**WHAT IS NEEDED**
Format the rows from the one containing "of the rocky" through the last row, inclusive, as a Markdown table with a No. column and a Line column, leaving out any blank lines.
○ ○ ○ ○ ○ ○ ○
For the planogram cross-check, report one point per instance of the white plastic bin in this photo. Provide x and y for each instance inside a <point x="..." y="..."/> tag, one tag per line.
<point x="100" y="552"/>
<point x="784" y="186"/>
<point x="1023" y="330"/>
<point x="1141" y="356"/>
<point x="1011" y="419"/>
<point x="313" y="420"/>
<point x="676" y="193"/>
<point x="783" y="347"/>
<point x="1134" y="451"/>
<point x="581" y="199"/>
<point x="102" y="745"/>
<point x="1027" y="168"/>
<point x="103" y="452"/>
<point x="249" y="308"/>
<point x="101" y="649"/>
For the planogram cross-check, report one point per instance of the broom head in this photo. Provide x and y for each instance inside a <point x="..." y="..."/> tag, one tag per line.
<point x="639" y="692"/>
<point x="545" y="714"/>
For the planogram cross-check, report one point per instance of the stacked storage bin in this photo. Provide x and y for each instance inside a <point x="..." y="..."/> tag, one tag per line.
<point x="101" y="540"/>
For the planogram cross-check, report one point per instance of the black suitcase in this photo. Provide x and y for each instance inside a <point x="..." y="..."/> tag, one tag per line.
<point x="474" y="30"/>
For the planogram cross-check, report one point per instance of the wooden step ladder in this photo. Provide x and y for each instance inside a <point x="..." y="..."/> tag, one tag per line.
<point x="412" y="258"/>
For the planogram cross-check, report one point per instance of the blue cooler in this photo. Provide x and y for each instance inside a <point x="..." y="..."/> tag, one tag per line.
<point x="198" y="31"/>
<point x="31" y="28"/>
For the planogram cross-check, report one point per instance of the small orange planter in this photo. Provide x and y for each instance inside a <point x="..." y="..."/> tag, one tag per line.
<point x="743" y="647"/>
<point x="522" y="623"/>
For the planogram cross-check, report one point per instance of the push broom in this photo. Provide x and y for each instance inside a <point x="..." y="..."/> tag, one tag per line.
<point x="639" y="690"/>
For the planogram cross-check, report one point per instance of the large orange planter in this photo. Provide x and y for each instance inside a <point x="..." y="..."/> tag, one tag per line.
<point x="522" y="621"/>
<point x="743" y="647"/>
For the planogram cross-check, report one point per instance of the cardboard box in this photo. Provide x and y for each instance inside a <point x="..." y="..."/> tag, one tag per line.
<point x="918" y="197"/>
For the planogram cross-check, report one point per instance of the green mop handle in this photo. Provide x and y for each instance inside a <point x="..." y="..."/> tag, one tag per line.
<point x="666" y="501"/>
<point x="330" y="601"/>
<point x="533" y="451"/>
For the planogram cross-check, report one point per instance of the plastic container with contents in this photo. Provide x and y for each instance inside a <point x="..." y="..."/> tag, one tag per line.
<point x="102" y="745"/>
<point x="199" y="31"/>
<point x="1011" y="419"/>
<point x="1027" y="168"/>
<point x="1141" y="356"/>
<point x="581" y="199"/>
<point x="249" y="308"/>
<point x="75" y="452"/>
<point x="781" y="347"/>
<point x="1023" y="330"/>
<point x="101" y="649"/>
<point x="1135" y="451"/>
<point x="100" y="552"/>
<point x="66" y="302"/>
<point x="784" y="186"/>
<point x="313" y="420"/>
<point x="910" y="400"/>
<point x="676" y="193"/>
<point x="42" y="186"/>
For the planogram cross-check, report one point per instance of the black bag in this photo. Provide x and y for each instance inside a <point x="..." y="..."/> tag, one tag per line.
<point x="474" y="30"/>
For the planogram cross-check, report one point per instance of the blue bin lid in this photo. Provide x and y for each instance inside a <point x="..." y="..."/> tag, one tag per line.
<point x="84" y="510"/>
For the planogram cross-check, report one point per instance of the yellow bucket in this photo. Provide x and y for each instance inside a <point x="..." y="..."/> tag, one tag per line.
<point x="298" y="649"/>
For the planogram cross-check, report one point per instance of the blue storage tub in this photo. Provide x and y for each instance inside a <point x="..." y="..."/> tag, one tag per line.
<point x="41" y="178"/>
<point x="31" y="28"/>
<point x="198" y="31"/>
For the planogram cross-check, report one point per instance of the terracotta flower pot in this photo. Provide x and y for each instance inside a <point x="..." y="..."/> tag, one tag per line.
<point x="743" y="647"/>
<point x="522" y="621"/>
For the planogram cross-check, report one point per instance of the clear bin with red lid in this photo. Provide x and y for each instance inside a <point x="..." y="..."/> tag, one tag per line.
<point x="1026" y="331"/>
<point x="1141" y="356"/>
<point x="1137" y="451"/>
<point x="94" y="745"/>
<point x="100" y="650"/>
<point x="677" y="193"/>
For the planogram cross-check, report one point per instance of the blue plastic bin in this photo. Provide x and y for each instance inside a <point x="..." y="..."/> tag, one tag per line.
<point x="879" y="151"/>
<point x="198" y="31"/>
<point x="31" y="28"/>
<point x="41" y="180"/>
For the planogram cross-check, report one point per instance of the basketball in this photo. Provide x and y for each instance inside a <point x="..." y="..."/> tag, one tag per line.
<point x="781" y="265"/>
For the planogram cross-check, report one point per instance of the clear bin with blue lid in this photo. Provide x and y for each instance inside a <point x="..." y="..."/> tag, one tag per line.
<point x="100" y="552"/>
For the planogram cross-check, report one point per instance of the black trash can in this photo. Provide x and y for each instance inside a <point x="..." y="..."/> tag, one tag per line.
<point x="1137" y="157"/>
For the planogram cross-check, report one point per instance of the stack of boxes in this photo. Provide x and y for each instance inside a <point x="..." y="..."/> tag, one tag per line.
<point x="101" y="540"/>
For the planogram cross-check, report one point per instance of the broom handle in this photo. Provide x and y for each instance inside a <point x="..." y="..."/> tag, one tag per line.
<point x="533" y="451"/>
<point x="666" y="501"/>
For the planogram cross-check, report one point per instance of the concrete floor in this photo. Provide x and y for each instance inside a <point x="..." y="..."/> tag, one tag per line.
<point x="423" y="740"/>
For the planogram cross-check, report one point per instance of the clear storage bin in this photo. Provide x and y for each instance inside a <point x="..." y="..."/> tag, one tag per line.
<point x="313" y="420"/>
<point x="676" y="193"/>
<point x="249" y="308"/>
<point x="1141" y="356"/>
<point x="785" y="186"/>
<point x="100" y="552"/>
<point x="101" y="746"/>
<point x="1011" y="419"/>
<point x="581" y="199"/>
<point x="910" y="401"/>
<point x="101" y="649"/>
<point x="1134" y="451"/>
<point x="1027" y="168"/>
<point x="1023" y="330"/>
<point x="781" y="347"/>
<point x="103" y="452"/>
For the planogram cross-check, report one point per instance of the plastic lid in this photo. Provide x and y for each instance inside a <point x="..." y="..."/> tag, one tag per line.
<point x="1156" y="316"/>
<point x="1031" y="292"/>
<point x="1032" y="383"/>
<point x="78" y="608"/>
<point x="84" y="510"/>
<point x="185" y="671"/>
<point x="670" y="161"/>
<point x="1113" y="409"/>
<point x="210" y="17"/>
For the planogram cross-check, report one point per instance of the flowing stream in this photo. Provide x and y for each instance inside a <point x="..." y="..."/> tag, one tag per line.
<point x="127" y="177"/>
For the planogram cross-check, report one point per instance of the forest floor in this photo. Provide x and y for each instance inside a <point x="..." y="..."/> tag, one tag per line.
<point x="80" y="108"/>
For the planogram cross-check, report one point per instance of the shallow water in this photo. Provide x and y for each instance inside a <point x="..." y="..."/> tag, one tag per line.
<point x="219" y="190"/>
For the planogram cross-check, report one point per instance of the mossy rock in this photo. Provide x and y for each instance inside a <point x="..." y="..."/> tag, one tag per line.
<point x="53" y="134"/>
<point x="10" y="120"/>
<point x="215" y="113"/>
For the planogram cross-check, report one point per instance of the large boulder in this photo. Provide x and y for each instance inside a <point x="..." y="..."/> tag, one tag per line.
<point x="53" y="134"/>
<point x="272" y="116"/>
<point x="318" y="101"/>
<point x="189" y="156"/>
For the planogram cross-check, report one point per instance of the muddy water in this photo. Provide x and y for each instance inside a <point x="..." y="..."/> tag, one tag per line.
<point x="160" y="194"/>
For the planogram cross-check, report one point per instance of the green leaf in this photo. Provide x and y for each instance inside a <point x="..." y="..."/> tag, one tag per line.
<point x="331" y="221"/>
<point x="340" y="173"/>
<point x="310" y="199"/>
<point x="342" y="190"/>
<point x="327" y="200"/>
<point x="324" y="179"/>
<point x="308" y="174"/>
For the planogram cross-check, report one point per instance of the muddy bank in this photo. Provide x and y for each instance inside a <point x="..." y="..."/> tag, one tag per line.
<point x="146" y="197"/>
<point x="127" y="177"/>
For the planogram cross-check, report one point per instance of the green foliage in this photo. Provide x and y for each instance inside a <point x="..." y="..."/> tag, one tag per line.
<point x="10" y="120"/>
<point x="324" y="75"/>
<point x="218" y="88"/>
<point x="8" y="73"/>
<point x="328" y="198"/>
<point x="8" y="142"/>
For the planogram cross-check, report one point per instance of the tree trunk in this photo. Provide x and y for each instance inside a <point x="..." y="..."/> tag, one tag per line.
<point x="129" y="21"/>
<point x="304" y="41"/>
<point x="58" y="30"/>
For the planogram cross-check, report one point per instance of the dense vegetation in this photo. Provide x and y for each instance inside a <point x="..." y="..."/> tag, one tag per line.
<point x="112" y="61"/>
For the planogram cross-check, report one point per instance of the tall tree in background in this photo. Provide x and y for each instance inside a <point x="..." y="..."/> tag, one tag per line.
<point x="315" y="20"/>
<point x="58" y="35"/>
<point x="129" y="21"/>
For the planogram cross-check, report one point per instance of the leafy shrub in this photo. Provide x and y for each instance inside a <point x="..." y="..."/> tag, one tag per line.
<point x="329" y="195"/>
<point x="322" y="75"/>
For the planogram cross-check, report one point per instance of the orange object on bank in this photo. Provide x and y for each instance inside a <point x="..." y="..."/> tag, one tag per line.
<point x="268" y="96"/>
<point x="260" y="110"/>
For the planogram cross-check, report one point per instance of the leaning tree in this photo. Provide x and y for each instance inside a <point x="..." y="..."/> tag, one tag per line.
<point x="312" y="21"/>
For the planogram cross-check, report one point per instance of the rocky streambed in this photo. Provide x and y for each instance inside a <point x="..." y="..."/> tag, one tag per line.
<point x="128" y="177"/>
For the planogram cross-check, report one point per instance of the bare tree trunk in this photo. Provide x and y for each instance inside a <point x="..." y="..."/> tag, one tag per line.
○ ○ ○ ○ ○ ○ ○
**EXERCISE SOLUTION**
| No. | Line |
|---|---|
| 1 | For the planogram cross-check, report one point per instance of the rocky streambed in this photo. Provide x and y for each instance inside a <point x="..." y="..."/> tag, one tag per line. |
| 2 | <point x="128" y="177"/> |
| 3 | For the planogram cross-check, report one point per instance of the bare tree trunk in this photo. Provide x and y for each instance inside a <point x="..." y="..."/> tag, one tag per line. |